[Provided records]

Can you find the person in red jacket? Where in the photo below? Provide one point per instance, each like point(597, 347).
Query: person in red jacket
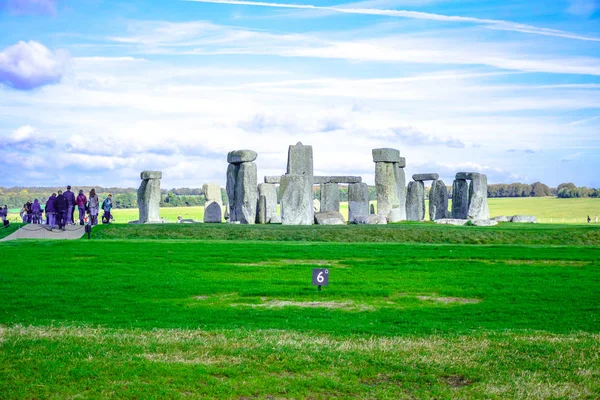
point(81, 201)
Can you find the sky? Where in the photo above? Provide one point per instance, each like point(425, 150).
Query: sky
point(92, 92)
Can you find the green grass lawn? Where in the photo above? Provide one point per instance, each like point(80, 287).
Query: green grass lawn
point(152, 317)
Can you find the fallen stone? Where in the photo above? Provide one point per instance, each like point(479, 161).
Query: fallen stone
point(212, 192)
point(484, 222)
point(330, 197)
point(296, 200)
point(373, 219)
point(273, 179)
point(336, 179)
point(438, 200)
point(241, 156)
point(478, 205)
point(451, 221)
point(213, 213)
point(386, 155)
point(426, 177)
point(524, 219)
point(415, 201)
point(300, 160)
point(329, 218)
point(460, 199)
point(150, 175)
point(358, 201)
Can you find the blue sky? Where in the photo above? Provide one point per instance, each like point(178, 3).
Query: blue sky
point(93, 91)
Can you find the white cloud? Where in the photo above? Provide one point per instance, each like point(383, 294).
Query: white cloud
point(492, 23)
point(27, 138)
point(583, 8)
point(28, 65)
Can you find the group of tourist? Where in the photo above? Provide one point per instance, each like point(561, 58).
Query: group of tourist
point(60, 209)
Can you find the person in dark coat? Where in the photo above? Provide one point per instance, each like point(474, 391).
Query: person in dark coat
point(61, 206)
point(51, 211)
point(71, 201)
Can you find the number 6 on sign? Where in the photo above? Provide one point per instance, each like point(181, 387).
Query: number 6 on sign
point(320, 277)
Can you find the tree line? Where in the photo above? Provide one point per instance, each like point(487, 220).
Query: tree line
point(15, 197)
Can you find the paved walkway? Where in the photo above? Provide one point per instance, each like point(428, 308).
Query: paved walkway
point(33, 231)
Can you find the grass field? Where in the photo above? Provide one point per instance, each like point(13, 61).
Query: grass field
point(137, 314)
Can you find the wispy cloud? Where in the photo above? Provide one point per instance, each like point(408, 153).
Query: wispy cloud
point(28, 65)
point(490, 23)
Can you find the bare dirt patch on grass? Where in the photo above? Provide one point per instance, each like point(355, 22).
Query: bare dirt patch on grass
point(344, 305)
point(449, 300)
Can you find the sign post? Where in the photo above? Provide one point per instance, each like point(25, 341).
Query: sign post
point(320, 277)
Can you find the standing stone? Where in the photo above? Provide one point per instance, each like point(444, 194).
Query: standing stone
point(460, 199)
point(330, 197)
point(438, 200)
point(213, 213)
point(296, 200)
point(246, 193)
point(358, 201)
point(300, 160)
point(401, 184)
point(232, 173)
point(415, 201)
point(478, 206)
point(267, 208)
point(149, 197)
point(213, 208)
point(388, 203)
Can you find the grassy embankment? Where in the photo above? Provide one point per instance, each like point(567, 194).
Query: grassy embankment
point(190, 318)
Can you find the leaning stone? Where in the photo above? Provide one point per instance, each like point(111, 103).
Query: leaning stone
point(387, 191)
point(386, 155)
point(316, 205)
point(460, 199)
point(415, 201)
point(241, 156)
point(269, 192)
point(330, 197)
point(150, 175)
point(149, 197)
point(329, 218)
point(484, 222)
point(401, 185)
point(246, 193)
point(358, 201)
point(296, 200)
point(426, 177)
point(438, 200)
point(213, 213)
point(212, 192)
point(232, 173)
point(478, 206)
point(451, 221)
point(300, 160)
point(524, 219)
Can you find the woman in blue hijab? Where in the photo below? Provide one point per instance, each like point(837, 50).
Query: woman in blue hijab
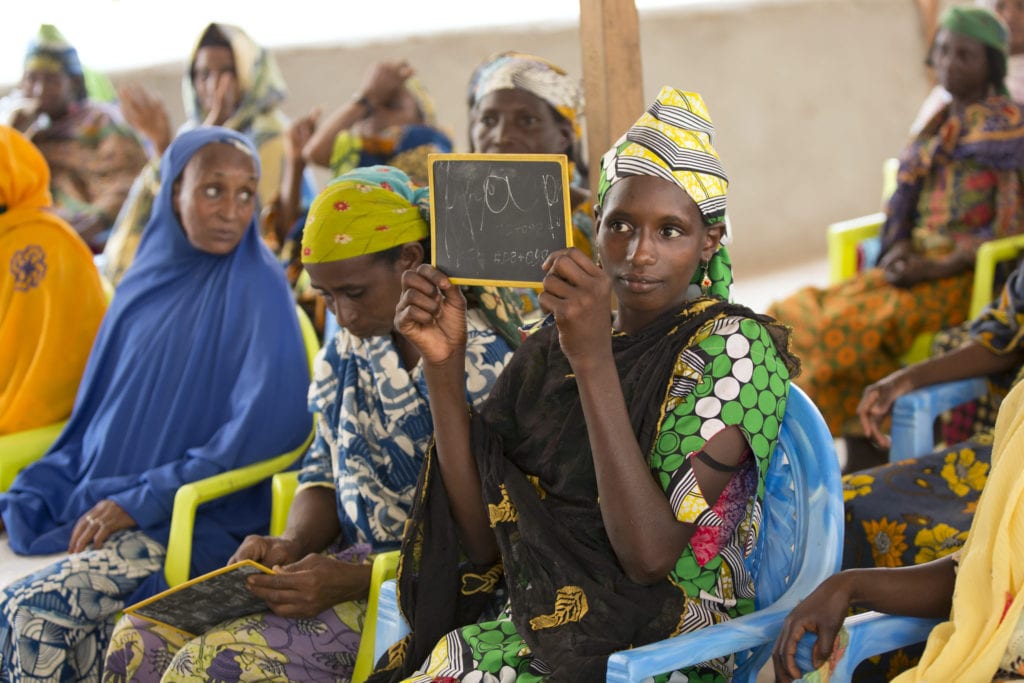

[/Provided records]

▶ **The problem**
The entries above hold a line with "Query: fallen stone" and a later line with "Can you find the person in dark". Write out exactly those lines and all lines between, nothing more.

▶ **Output below**
Query: fallen stone
point(212, 192)
point(484, 222)
point(330, 197)
point(296, 200)
point(373, 219)
point(273, 179)
point(336, 179)
point(438, 200)
point(241, 156)
point(478, 205)
point(451, 221)
point(213, 213)
point(386, 155)
point(426, 177)
point(524, 219)
point(415, 201)
point(300, 160)
point(329, 218)
point(460, 199)
point(150, 175)
point(358, 201)
Can you find the blue sky? Where in the photo above? Provide one point per instance, each like point(178, 3).
Query: blue sky
point(93, 91)
Can you find the white cloud? Where in the photo above? Provide one point per instance, each like point(383, 294).
Query: white cloud
point(492, 23)
point(27, 138)
point(583, 8)
point(28, 65)
Can you find the group of tourist? Where in the photo above? Provide one point per instance, each like point(561, 58).
Query: group of tourist
point(60, 209)
Can you find the person in dark coat? Where in the photo above? Provide one point per instance, each like point(474, 391).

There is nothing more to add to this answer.